Natural language region descriptions
++++++++

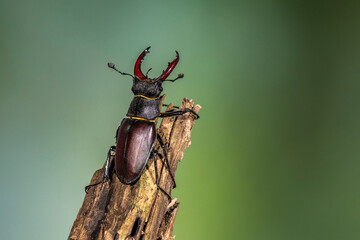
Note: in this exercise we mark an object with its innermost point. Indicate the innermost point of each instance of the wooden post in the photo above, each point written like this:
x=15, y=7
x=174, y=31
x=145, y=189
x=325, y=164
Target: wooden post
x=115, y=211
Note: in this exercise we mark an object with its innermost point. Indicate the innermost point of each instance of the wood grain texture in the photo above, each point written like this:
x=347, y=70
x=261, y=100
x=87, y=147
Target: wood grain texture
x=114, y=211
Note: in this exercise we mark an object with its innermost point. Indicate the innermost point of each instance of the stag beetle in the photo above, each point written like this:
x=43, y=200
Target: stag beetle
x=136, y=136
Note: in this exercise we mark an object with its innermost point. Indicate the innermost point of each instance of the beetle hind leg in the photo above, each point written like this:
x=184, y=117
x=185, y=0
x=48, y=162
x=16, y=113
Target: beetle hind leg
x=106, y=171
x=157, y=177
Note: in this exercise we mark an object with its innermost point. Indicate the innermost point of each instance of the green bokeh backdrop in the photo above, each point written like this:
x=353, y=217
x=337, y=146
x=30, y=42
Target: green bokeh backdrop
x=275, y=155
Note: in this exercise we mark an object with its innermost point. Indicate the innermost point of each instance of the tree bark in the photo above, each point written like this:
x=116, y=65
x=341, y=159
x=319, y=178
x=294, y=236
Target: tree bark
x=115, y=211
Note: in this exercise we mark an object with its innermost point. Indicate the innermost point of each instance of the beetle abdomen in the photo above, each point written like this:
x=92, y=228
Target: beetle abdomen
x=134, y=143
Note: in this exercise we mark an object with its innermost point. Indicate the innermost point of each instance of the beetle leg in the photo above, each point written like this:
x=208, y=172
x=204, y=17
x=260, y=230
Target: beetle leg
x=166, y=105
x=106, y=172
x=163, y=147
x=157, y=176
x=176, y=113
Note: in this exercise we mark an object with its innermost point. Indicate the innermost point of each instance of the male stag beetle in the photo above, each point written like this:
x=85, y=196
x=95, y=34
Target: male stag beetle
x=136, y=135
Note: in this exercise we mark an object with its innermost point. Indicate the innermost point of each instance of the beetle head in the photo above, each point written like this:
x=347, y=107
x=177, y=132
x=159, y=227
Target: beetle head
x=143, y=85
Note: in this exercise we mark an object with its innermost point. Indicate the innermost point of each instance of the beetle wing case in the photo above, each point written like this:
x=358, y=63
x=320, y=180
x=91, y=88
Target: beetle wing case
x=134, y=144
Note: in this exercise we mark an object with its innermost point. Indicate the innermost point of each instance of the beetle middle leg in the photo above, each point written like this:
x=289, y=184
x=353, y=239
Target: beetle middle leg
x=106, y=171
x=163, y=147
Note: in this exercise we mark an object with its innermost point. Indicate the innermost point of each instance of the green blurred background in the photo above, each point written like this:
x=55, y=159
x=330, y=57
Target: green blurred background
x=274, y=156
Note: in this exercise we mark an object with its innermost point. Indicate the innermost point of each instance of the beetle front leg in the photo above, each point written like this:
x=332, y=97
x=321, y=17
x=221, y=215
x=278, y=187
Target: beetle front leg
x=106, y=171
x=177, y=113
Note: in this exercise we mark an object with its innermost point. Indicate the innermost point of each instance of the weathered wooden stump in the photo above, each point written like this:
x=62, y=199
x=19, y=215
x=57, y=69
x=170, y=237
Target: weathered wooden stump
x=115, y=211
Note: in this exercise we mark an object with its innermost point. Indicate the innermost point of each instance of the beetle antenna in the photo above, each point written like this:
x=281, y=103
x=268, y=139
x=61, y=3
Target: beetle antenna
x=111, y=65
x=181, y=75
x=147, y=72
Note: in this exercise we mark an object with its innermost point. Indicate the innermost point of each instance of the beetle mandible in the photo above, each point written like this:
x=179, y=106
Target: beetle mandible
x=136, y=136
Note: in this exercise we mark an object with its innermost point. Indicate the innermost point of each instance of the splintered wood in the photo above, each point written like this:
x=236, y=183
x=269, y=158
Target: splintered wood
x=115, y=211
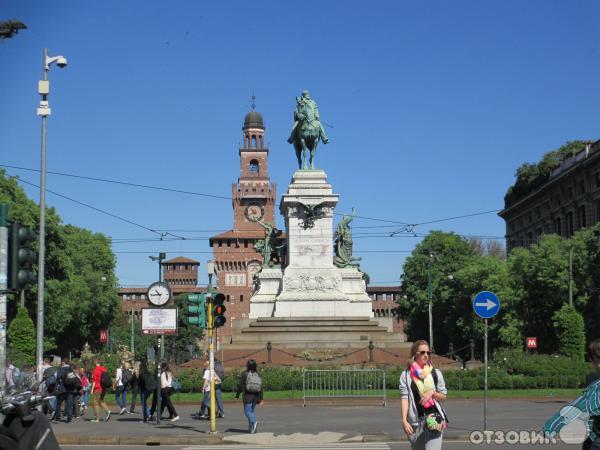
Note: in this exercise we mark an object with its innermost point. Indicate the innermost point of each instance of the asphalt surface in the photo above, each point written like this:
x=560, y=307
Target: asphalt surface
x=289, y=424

++++++++

PROBLEM DETAILS: Leave every image out and retype the entries above word for word.

SOLUTION:
Note: in this exercise we mark an object with its innermost point. Indicate the innermost point of each instance of the wooden post in the photo above, each point written like this:
x=15, y=7
x=174, y=31
x=145, y=189
x=325, y=164
Target: wooden post
x=115, y=211
Note: in this exercise we mark an object with its innermost point. Indicate the innermost point of each instance of the wood grain texture in the photo above, each point written like this:
x=347, y=70
x=261, y=100
x=87, y=147
Target: wood grain texture
x=114, y=211
Note: in this exercise we mark an object with its innermost point. Indicate the innermost point of each instance of the stag beetle in the photo above, each point written like this:
x=43, y=200
Target: stag beetle
x=136, y=136
Note: in this exercise we mark an object with its innermost point. Indicate the innermost point of each instance of the beetle hind leg in the photo above, each point written like this:
x=184, y=117
x=185, y=0
x=48, y=162
x=16, y=113
Target: beetle hind leg
x=106, y=171
x=157, y=177
Note: in this exercise we mark an object with its innermost point. Indicate the innermost point of each instance of the green bokeh backdrop in the photo above, each point written like this:
x=353, y=217
x=337, y=146
x=30, y=42
Target: green bokeh backdrop
x=275, y=155
Note: in this exercise we mark an object with its innermost point. Indicate the innermost point of each instance of the tree bark in the photo above, each point written like this:
x=116, y=65
x=341, y=159
x=319, y=178
x=294, y=236
Target: tree bark
x=115, y=211
Note: in this exercise we mark an object with its innermost point. Indicate the innermost point of each instance of the beetle abdomen in the photo above, each point written like this:
x=92, y=228
Target: beetle abdomen
x=134, y=143
Note: in this exercise we mark an object with its innermost point. Indicate the innermost point of each instance of the beetle leg in the photo above, each point written like this:
x=208, y=172
x=204, y=17
x=260, y=230
Target: beetle leg
x=166, y=105
x=106, y=172
x=163, y=147
x=157, y=176
x=176, y=113
Note: in this exercise we mark an object with its innermost point. Indicate the innermost point of each instance of the male stag beetle in the photo above, each point written like this:
x=85, y=196
x=95, y=34
Target: male stag beetle
x=136, y=135
Note: in this exercise we mark an object with its innermost point. Indicate the innermost point of each instance of the beetle head in the photo above, each point written like this:
x=347, y=107
x=177, y=132
x=159, y=227
Target: beetle head
x=143, y=85
Note: in this exercise we mark an object with its innermost point. Indicate the innermost point of each instance of the beetle wing case in the photo above, each point written like this:
x=358, y=63
x=320, y=180
x=91, y=88
Target: beetle wing case
x=134, y=144
Note: in this exercise we mark an object with its innermost point. Indicate the innermost point of each instance of the beetle middle leg in the photo above, each point written like this:
x=289, y=184
x=353, y=239
Target: beetle middle leg
x=106, y=171
x=163, y=147
Note: in this exercise we mark an object with its innermost point. Indicate the innermost point of each instance of the green blurred background in the photo above, each point written like this:
x=55, y=159
x=330, y=57
Target: green blurred background
x=274, y=156
Note: in this exercise we mark an object with its innermost point. Indicate the innermost point of each instance of the beetle front leg in the photo above, each point written like this:
x=332, y=97
x=321, y=17
x=221, y=215
x=278, y=187
Target: beetle front leg
x=106, y=171
x=177, y=113
Note: in this exercise we mark an object with its innermost point. Indicate the innermost point of each instance of the weathered wooden stump in the photo above, each point written like this:
x=62, y=199
x=19, y=215
x=57, y=69
x=170, y=237
Target: weathered wooden stump
x=115, y=211
Note: in this exercise we mark an object with its innermost point. Indicate the innermost point of each instance of the beetle antenna in the photo above, each point written like this:
x=281, y=103
x=268, y=139
x=61, y=3
Target: beetle antenna
x=111, y=65
x=181, y=75
x=147, y=72
Note: in this exercise we mark an object with its innermost point. Indicate the innermost point of each instance of the beetle mandible in the photo above, each point written like this:
x=179, y=106
Target: beetle mandible
x=136, y=136
Note: in this exercise we mark an object with its innermost point. Indicate the innermost point of each instance of the splintered wood in the photo above, each point written like this:
x=236, y=183
x=269, y=158
Target: splintered wood
x=115, y=211
Note: in this exercise we mark an object with its innermost point. Indicate the innermost point of each instance of the asphalt surface in the photo above, each point written like this:
x=560, y=307
Target: asphalt surface
x=289, y=424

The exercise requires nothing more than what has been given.